__Task to complete__.
Images do not belong in the copy. Retype all the entries below exactly.

__Data section__.

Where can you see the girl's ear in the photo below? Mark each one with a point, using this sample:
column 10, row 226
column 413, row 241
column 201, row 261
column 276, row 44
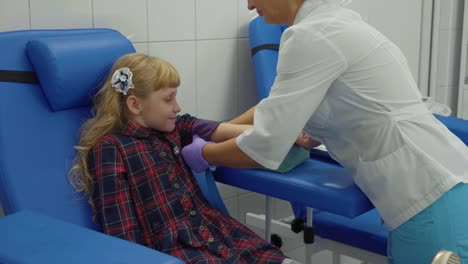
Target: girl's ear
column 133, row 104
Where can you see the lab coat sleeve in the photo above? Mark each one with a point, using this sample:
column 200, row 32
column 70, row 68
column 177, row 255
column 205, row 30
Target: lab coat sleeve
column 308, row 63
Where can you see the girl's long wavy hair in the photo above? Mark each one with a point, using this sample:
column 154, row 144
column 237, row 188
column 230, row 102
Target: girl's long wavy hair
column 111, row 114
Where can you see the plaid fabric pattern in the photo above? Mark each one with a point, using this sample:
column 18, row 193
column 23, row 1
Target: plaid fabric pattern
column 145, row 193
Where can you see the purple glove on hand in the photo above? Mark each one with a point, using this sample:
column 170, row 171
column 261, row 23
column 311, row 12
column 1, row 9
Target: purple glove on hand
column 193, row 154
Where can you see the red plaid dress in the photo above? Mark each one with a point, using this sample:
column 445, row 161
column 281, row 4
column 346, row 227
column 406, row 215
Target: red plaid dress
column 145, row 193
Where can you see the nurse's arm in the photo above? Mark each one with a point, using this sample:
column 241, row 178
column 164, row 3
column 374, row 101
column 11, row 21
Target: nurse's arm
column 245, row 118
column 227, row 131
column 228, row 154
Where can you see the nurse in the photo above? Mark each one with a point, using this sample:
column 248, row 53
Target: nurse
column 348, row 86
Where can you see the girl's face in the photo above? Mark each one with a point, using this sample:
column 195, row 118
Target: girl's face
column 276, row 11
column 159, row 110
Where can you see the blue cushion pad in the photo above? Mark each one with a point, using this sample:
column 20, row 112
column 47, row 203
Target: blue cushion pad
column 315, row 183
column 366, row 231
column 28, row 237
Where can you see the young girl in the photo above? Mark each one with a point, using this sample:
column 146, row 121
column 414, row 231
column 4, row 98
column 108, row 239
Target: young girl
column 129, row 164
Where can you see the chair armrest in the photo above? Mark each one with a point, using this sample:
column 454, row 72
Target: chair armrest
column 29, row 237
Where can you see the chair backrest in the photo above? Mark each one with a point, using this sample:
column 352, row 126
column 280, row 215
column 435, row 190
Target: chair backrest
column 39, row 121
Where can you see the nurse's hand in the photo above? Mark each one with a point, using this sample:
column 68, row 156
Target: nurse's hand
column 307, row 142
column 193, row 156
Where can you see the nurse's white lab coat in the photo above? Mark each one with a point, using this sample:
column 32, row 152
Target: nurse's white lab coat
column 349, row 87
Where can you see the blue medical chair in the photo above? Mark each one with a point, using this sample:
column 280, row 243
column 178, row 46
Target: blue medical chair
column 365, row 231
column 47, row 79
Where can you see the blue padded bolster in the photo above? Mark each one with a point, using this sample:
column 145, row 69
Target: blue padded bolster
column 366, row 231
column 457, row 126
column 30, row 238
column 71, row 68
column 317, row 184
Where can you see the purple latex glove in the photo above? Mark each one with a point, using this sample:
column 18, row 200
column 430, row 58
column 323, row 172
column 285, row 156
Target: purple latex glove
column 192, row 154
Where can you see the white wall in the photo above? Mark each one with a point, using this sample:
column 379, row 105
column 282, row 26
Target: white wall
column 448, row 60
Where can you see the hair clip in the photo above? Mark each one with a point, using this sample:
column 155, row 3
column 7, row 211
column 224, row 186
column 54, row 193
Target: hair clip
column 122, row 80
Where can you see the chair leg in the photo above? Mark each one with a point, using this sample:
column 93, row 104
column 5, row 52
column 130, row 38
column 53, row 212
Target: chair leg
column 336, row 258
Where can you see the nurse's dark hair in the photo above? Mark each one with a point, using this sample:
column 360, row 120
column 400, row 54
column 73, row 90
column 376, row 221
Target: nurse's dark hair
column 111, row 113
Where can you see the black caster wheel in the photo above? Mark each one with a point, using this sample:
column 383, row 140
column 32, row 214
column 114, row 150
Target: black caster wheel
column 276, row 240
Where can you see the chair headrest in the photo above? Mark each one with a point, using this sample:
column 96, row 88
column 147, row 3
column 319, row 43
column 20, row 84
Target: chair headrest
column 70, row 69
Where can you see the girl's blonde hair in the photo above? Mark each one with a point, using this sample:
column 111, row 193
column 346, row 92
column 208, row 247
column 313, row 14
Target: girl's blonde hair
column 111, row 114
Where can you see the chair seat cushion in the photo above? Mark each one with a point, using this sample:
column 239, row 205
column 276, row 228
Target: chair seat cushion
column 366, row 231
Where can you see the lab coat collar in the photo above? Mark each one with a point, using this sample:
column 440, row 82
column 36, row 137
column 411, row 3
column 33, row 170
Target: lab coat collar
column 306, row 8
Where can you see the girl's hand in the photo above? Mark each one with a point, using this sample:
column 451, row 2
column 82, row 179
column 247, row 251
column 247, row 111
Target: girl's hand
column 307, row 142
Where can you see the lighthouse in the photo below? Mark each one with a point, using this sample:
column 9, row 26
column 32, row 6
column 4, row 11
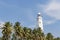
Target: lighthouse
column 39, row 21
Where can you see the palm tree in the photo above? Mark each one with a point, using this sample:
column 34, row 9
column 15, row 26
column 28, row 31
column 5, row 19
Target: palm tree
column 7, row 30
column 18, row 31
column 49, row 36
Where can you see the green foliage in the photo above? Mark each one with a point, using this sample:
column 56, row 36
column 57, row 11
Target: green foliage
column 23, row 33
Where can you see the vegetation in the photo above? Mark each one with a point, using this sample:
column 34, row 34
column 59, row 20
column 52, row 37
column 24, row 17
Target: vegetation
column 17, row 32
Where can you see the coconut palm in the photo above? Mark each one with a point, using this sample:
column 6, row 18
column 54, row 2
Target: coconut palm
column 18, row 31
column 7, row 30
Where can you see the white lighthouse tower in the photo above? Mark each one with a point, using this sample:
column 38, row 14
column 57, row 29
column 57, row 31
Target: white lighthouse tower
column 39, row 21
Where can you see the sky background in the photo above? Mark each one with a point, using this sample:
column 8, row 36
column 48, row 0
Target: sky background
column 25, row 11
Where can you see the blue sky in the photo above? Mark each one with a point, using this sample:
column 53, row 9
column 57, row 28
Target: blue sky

__Output of the exercise__.
Where can you see the girl's ear in the photo below? Mark each one with a point, using this sample:
column 10, row 226
column 413, row 241
column 201, row 261
column 276, row 44
Target: girl's ear
column 133, row 104
Where can you see the lab coat sleeve in the photo above? Mark each one with a point, using this sample:
column 200, row 32
column 70, row 68
column 177, row 255
column 205, row 30
Target: lab coat sleeve
column 308, row 63
Where can you see the girl's long wavy hair in the photo above? Mark each one with a point, using this sample:
column 154, row 144
column 237, row 188
column 230, row 102
Target: girl's long wavy hair
column 111, row 114
Where can you see the plaid fabric pattern in the photo above? Mark each one with a point, using this sample:
column 18, row 193
column 23, row 1
Target: plaid fabric pattern
column 145, row 193
Where can you see the purple glove on hand in the photo above? Mark each one with a point, using this sample:
column 170, row 171
column 261, row 23
column 311, row 12
column 1, row 9
Target: purple glove on hand
column 193, row 154
Where can you see the red plaid dress in the photo above? Mark each one with a point, using this sample:
column 445, row 161
column 281, row 4
column 346, row 227
column 406, row 215
Target: red plaid dress
column 145, row 193
Where can you see the nurse's arm in the photo above? Mark each one with a point, using this sample:
column 241, row 178
column 164, row 3
column 374, row 101
column 11, row 21
Target: nurse's arm
column 245, row 118
column 227, row 131
column 228, row 154
Where can you see the nurse in the photo above? Mark each one with a point, using this sample:
column 248, row 53
Target: nurse
column 348, row 86
Where can you see the girl's face in the photo above? Mark each one with a point, using this sample:
column 195, row 118
Target: girl's face
column 276, row 11
column 159, row 110
Where can you see the blue cushion pad in the photo above? Mark each one with a point, using this sample:
column 20, row 112
column 47, row 203
Target: blue cushion pad
column 315, row 183
column 366, row 231
column 28, row 237
Where can you see the young girl in the photo above? Mark each one with a point, using this sample:
column 146, row 121
column 414, row 231
column 4, row 98
column 108, row 239
Target: young girl
column 129, row 164
Where can you see the chair armrest in the photo above? Mark each one with a point, using this sample:
column 454, row 72
Target: chair armrest
column 29, row 237
Where can you see the chair backrest in the photo above? Mark each one with a point, using this sample:
column 352, row 126
column 280, row 215
column 435, row 190
Target: chair backrest
column 39, row 121
Where can you see the nurse's hand in the photo above? Mark each one with a point, using this sample:
column 68, row 156
Target: nurse's hand
column 307, row 142
column 193, row 156
Where can you see the nurse's white lab coat in the photo above? Mark each one with a point, using this sample:
column 32, row 152
Target: nurse's white lab coat
column 349, row 87
Where can you see the blue medical chair in the photo above? Mark each one with a point, using this sample:
column 280, row 243
column 178, row 46
Target: blue medical chair
column 365, row 231
column 47, row 79
Where can you see the blue padded bolster in the photo above? Mark each one with a point, using this sample:
column 145, row 69
Target: blue padded bolster
column 366, row 231
column 457, row 126
column 30, row 238
column 71, row 68
column 317, row 184
Where can you see the purple latex glove in the photo above? Mark each one with a point, using this sample:
column 18, row 200
column 430, row 58
column 323, row 172
column 285, row 156
Target: purple latex glove
column 192, row 154
Where can you see the white wall in the photo above? Mark each one with a point, using this sample:
column 379, row 105
column 282, row 26
Target: white wall
column 448, row 60
Where can you see the hair clip in the photo above? Mark each one with a point, using this sample:
column 155, row 3
column 7, row 211
column 224, row 186
column 54, row 193
Target: hair clip
column 122, row 80
Where can you see the chair leg in the photo above? Mark each one with a point, using this sample:
column 93, row 104
column 5, row 52
column 130, row 38
column 53, row 212
Target: chair leg
column 336, row 258
Where can you see the nurse's dark hair in the photo above? Mark each one with a point, using this sample:
column 360, row 120
column 400, row 54
column 73, row 90
column 376, row 221
Target: nurse's dark hair
column 111, row 113
Where can you see the black caster wheel in the photo above? Mark each one with a point, using this sample:
column 383, row 140
column 32, row 214
column 114, row 150
Target: black caster wheel
column 276, row 240
Where can you see the chair headrest in the photo above? Mark each one with a point, using this sample:
column 96, row 88
column 147, row 3
column 319, row 43
column 20, row 84
Target: chair headrest
column 70, row 69
Where can you see the girl's blonde hair in the photo above? Mark each one with a point, using this sample:
column 111, row 193
column 346, row 92
column 208, row 247
column 313, row 14
Target: girl's blonde hair
column 111, row 114
Where can you see the chair seat cushion in the photo above? Mark each one with a point, using this sample:
column 239, row 205
column 276, row 228
Target: chair seat cushion
column 366, row 231
Where can you see the lab coat collar in the photo above? Mark each one with a point, using this sample:
column 440, row 82
column 36, row 137
column 411, row 3
column 33, row 170
Target: lab coat collar
column 306, row 8
Where can you see the girl's hand in the photo above? Mark each one with a point, using this sample:
column 451, row 2
column 82, row 179
column 247, row 251
column 247, row 111
Target: girl's hand
column 307, row 142
Where can you see the lighthouse in the photo below? Mark each one with a point, using this sample:
column 9, row 26
column 32, row 6
column 4, row 11
Target: lighthouse
column 39, row 21
Where can you see the palm tree in the photo above? Mark each one with a point, using this sample:
column 34, row 9
column 15, row 26
column 28, row 31
column 5, row 19
Target: palm tree
column 7, row 30
column 18, row 31
column 49, row 36
Where can you see the green foliage in the photo above? Mark each one with a point, using this sample:
column 56, row 36
column 57, row 11
Target: green foliage
column 23, row 33
Where can you see the vegetation in the photo above? Mark each one with a point, using this sample:
column 34, row 34
column 59, row 20
column 52, row 37
column 24, row 17
Target: vegetation
column 17, row 32
Where can you see the coconut palm in the photo above? Mark each one with a point, using this sample:
column 6, row 18
column 54, row 2
Target: coconut palm
column 18, row 31
column 7, row 30
Where can you see the white lighthouse tower in the photo above? Mark each one with a point, using this sample:
column 38, row 14
column 57, row 29
column 57, row 31
Target: white lighthouse tower
column 39, row 21
Where can you see the sky background in the photo above? Mark each one with a point, using this sample:
column 8, row 36
column 48, row 0
Target: sky background
column 25, row 11
Where can you see the blue sky in the photo above? Mark each one with a point, using this sample:
column 53, row 9
column 57, row 28
Target: blue sky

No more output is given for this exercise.